### Exercise requirements
A – Copy the Mount Holyoke article word for word, from "The injured woman told police" to "expected to survive.".
B – Please carry on the Mount Holyoke article, writing the text that follows its final sentence.

### Study text

New Details on Alleged Beating Between 2 Members of Mount Holyoke Faculty

The injured woman said her Mount Holyoke College colleague, professor Rie Hachiyanagi, told her "she loved her for many years and she should have known," a police report said

Court documentation for Rie Hachiyanagi
WWLP

A Massachusetts college faculty member said a colleague who is now facing an attempted murder charge told her while beating her with a fire poker and other objects last month that she was doing it because the victim didn't know she'd loved her, according to a police report.

The injured Mount Holyoke College faculty member, who authorities have only identified as a woman over 60, was left with severe injuries including broken facial bones after the attack in her home in Leverett between Dec. 23 and 24, according to the Northwestern District Attorney's Office.

The injured woman told police from her hospital bed that Rei Hachiyanagi, an art professor at Mount Holyoke, showed up at her home uninvited and said she wanted to talk about her feelings, then attacked her, according to a Massachusetts State Police report obtained by NBC affiliate WWLP.

She said Hachiyanagi told her "she loved her for many years and she should have known," the police report said.

Hachiyanagi beat her colleague with a fire poker, a rock and garden shears, authorities allege. While the victim was left with severe injuries, she is expected to survive.

Hachiyanagi was arraigned Friday at Orange District Court and ordered held without bail until a Feb. 4 court hearing.

An attorney confirmed Monday to NBC10 Boston and necn that he represents Hachiyanagi but didn't immediately have a statement on the incident. Criminal defendants in Massachusetts are given not guilty pleas if they do not initially enter a plea of their own.

The statements that Hachiyanagi and the beaten woman gave to police soon after the incident, described in the police report, present two very different pictures of what happened.

Officers found the two women "lying together on the floor" and searched the house for an attacker but found none, according to the police report. The injured woman told officers at the time that she didn't have any information about who attacked her, but later, when she was alone with them in the hospital, identified Hachiyanagi as her attacker, saying she'd feared reprisal from the art professor.

### Material provided

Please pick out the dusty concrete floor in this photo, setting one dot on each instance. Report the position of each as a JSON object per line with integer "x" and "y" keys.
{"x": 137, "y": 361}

### Exercise results
A –
The injured woman told police from her hospital bed that Rei Hachiyanagi, an art professor at Mount Holyoke, showed up at her home uninvited and said she wanted to talk about her feelings, then attacked her, according to a Massachusetts State Police report obtained by NBC affiliate WWLP.

She said Hachiyanagi told her "she loved her for many years and she should have known," the police report said.

Hachiyanagi beat her colleague with a fire poker, a rock and garden shears, authorities allege. While the victim was left with severe injuries, she is expected to survive.

B –
She recalled to police that, in the middle of the attack, she temporarily mollified Hachiyanagi by saying "that she really did love her," but that her attacker soon hit her with the fire poker, making her fear she would soon die.

According to the report, Hachiyanagi told police she didn't remember anything after 6 p.m. that day and she has a medical condition that includes multiple concussions that affect her memory.

She said she'd held her friend after discovering her on the floor in a pool of blood, which explained the blood on her clothing, according to the report.

Police ultimately arrested Hachiyanagi just after 7 a.m. that morning at her colleague's home, the site of the incident, according to the report.

Mount Holyoke College have officials acknowledged that "a serious incident" between two faculty members took place over the winter break and that the one was in custody. That faculty member has been placed on administrative leave and is barred from campus pending a review.

"We take very seriously the safety and well-being of every member of our community, and the College is providing support to impacted parties as appropriate," the college's statement said.

Hachiyanagi is an installation and performance artist who works with handmade paper and chairs the art studio at the Mount Holyoke Department of Art, according to biographies on the college's website. Born in Japan, her work focuses on how visual and textual languages interact.